* **Data for processing**:
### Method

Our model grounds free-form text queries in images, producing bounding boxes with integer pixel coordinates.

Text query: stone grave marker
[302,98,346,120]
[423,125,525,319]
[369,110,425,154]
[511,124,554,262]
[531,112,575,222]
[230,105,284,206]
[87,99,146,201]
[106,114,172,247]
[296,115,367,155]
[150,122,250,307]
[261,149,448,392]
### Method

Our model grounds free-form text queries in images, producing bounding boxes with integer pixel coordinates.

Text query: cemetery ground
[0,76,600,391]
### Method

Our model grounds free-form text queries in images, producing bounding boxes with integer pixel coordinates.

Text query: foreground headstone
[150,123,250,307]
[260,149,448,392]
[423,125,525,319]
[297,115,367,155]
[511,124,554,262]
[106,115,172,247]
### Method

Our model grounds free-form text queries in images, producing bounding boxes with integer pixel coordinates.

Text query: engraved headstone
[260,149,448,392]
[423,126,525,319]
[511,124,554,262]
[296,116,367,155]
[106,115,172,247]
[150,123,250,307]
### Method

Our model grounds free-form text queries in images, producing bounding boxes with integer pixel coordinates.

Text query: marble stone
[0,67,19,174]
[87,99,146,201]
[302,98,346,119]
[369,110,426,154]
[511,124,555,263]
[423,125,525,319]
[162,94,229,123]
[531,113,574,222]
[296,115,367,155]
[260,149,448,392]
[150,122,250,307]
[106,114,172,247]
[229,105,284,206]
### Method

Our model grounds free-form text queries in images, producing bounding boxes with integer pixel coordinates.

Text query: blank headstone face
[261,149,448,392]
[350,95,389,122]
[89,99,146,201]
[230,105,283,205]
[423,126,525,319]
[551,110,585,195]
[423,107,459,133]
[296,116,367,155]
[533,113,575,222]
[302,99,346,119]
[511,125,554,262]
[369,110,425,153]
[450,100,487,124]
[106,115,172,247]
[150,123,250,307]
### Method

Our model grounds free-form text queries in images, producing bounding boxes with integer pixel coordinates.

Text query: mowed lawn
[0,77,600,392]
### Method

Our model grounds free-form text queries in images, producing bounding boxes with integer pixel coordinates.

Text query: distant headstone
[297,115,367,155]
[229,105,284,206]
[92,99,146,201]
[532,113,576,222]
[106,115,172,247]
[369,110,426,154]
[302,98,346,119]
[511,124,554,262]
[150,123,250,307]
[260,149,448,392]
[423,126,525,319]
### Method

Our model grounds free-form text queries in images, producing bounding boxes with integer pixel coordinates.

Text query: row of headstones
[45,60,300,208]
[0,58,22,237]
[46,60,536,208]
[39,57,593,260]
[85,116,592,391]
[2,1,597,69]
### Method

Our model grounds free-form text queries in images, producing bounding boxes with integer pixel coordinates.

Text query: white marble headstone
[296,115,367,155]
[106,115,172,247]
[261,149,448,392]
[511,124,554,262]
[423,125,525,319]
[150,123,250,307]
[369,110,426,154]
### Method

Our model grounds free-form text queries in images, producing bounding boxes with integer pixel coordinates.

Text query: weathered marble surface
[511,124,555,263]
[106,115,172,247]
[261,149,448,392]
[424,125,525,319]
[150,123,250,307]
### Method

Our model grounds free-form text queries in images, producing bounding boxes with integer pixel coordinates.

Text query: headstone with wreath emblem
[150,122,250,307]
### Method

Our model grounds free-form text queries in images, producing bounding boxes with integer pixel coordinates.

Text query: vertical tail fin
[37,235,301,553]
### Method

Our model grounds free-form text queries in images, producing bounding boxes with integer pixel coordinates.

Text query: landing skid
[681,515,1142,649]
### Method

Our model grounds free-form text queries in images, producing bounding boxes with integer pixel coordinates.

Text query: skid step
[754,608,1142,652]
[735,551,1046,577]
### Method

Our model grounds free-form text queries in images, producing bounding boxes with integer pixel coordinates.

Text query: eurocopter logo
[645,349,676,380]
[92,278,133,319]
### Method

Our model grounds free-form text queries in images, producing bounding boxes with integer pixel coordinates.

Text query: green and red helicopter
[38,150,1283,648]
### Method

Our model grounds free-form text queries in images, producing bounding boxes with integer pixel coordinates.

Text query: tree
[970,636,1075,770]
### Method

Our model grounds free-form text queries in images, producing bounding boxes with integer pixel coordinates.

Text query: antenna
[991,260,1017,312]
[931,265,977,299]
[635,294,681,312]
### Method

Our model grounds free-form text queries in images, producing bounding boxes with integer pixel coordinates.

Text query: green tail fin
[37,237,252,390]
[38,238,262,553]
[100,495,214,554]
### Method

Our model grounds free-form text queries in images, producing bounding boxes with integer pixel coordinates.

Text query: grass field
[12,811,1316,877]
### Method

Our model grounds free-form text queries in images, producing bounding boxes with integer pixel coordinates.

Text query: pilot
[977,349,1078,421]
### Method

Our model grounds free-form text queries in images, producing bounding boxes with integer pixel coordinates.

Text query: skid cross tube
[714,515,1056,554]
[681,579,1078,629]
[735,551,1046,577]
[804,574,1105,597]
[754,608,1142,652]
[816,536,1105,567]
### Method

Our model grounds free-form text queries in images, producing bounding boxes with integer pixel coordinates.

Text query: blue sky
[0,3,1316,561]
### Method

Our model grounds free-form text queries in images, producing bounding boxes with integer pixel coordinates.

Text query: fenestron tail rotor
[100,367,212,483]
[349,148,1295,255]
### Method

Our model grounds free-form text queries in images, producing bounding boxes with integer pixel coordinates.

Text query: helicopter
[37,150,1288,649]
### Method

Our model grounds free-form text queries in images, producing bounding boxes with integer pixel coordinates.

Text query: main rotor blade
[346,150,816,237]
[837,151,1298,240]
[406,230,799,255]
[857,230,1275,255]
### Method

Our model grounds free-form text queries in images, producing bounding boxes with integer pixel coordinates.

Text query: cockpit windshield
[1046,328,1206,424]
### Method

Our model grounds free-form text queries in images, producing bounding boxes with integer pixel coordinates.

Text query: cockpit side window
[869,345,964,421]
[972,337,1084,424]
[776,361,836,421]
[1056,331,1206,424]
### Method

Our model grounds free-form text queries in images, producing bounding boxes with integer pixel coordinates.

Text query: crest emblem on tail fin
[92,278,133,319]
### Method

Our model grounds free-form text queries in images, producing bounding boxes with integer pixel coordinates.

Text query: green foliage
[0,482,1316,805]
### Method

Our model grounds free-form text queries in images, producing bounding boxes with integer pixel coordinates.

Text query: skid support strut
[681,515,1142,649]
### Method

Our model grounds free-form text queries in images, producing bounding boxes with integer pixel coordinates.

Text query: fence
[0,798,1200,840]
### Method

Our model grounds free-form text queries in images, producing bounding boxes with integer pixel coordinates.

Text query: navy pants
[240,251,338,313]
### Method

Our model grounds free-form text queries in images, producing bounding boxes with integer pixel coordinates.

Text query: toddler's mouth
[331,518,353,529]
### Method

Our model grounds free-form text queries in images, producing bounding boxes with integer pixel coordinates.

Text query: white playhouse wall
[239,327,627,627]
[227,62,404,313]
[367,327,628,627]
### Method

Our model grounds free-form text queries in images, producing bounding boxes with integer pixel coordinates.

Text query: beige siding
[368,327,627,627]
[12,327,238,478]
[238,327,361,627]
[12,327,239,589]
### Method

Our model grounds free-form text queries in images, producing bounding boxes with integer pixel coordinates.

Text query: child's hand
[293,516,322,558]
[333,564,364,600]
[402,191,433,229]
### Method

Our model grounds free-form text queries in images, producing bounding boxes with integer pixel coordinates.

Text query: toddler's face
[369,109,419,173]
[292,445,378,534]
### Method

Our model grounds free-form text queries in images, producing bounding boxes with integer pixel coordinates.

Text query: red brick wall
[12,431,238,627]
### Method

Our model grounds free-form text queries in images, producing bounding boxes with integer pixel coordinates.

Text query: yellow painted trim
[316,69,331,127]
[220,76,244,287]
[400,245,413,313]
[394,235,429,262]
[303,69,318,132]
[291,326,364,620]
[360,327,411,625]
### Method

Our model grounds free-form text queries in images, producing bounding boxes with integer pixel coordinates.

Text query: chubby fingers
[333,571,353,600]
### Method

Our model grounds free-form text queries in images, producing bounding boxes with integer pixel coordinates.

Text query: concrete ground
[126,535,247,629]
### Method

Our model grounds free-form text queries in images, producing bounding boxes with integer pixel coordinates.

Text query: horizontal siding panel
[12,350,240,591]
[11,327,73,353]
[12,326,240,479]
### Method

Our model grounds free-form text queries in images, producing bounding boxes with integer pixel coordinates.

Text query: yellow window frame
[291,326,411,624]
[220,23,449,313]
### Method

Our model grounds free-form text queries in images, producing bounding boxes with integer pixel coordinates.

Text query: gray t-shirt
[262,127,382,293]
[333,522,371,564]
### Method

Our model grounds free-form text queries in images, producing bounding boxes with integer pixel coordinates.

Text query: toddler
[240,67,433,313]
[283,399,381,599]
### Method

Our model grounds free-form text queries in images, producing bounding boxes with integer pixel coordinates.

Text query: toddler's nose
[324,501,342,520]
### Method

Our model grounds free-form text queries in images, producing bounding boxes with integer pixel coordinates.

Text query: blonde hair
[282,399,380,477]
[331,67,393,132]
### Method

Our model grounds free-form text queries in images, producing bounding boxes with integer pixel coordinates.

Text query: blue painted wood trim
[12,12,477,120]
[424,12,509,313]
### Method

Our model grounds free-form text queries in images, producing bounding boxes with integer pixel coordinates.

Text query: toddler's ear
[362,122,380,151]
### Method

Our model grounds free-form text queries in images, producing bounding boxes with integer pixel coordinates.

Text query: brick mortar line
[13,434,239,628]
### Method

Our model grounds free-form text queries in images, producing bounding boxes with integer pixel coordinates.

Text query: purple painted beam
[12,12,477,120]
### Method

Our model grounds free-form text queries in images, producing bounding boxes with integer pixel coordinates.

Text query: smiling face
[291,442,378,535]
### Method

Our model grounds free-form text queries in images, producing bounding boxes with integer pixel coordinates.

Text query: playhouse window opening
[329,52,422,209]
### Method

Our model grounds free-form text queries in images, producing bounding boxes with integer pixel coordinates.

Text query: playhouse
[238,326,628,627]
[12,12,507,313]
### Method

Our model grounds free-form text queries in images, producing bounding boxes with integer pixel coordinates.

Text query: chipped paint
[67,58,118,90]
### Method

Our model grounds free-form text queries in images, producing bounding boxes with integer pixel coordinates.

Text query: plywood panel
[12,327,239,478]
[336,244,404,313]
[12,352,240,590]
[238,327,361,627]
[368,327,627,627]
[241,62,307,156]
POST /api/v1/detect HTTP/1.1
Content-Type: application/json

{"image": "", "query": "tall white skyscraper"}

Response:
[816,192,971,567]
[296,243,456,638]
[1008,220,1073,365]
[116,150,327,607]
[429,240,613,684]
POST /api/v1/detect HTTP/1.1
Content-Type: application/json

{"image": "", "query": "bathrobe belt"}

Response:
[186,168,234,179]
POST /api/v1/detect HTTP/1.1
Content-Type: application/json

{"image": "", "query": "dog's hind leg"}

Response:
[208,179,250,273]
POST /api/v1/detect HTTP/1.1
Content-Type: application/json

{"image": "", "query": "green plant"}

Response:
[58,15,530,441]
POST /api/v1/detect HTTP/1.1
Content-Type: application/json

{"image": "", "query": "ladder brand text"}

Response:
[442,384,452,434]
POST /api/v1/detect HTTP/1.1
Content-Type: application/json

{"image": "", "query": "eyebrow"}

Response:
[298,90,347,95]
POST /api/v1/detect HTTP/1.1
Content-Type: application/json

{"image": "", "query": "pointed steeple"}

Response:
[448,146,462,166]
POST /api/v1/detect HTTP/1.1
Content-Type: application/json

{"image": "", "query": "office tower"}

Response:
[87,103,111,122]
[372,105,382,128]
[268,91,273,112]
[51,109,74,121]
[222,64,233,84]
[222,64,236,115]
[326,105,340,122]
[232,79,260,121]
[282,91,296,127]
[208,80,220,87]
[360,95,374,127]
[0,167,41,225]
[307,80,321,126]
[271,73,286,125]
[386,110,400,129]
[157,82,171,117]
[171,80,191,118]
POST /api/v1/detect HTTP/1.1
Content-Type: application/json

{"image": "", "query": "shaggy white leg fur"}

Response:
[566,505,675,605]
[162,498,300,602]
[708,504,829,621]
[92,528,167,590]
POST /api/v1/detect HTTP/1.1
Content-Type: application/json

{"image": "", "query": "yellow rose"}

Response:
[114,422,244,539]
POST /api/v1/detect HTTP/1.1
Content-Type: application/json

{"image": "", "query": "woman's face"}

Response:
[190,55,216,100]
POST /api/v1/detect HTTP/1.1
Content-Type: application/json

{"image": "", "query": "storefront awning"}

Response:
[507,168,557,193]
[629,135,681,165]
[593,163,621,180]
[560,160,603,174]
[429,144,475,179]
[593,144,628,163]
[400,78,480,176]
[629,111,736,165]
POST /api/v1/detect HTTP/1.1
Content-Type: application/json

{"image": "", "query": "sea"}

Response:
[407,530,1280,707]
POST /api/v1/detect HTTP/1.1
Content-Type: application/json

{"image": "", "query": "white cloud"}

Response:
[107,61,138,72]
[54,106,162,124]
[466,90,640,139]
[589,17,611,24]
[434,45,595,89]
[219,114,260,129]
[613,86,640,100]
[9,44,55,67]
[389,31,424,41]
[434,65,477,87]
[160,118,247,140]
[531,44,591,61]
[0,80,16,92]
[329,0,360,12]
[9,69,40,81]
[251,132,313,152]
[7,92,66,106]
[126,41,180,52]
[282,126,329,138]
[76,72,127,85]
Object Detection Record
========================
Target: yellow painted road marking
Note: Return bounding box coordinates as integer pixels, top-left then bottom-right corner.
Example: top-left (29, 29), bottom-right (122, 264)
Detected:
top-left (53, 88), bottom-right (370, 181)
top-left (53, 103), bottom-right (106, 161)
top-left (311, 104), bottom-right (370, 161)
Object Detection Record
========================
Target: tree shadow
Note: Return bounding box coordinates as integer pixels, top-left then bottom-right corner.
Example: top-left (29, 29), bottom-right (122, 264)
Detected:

* **What is asked**: Reproduce word for word every line from the beginning of the lines up to and including the line containing "[0,77,600,392]".

* **Output of the exercise**:
### Method

Our model grounds free-form text queries in images, producing bounding boxes with integer pixel coordinates.

Text query: stone grave marker
[302,98,346,120]
[423,125,525,319]
[369,110,425,154]
[511,124,554,262]
[531,112,575,222]
[230,105,284,206]
[87,99,146,201]
[106,114,172,247]
[296,115,367,155]
[150,122,250,307]
[261,149,448,392]
### Method

Our model grounds free-form text queries in images, producing bounding boxes with integer pixel coordinates.

Text query: cemetery ground
[0,76,600,391]
### Method

Our model grounds free-form text queries in images, producing bounding boxes with integer pixel coordinates.

Text query: foreground headstone
[150,123,250,307]
[260,149,448,392]
[423,125,525,319]
[297,115,367,155]
[511,124,554,262]
[106,115,172,247]
### Method

Our model grounds free-form text queries in images, producing bounding boxes with integer pixel coordinates.

Text query: engraved headstone
[260,149,448,392]
[423,126,525,319]
[511,124,554,262]
[296,116,367,155]
[106,115,172,247]
[150,123,250,307]
### Method

Our model grounds free-form text queries in images, producing bounding boxes with integer pixel coordinates.

Text query: marble stone
[0,67,19,174]
[87,99,146,201]
[302,98,346,119]
[369,110,426,154]
[511,124,555,263]
[423,125,525,319]
[162,94,229,123]
[531,113,574,222]
[296,115,367,155]
[260,149,448,392]
[150,122,250,307]
[106,114,172,247]
[229,105,284,206]
### Method

Our model grounds free-form text queries in images, producing bounding boxes with integer pixel coordinates.

Text query: blank headstone face
[261,149,448,392]
[350,95,389,122]
[89,99,146,201]
[230,105,283,205]
[423,126,525,319]
[551,110,585,195]
[423,107,459,133]
[296,116,367,155]
[533,113,575,222]
[302,99,346,119]
[511,125,554,262]
[369,110,425,153]
[450,100,487,124]
[106,115,172,247]
[150,123,250,307]
### Method

Our model grounds free-form text queries in images, producing bounding boxes with integer pixel coordinates.

Text query: mowed lawn
[0,77,600,392]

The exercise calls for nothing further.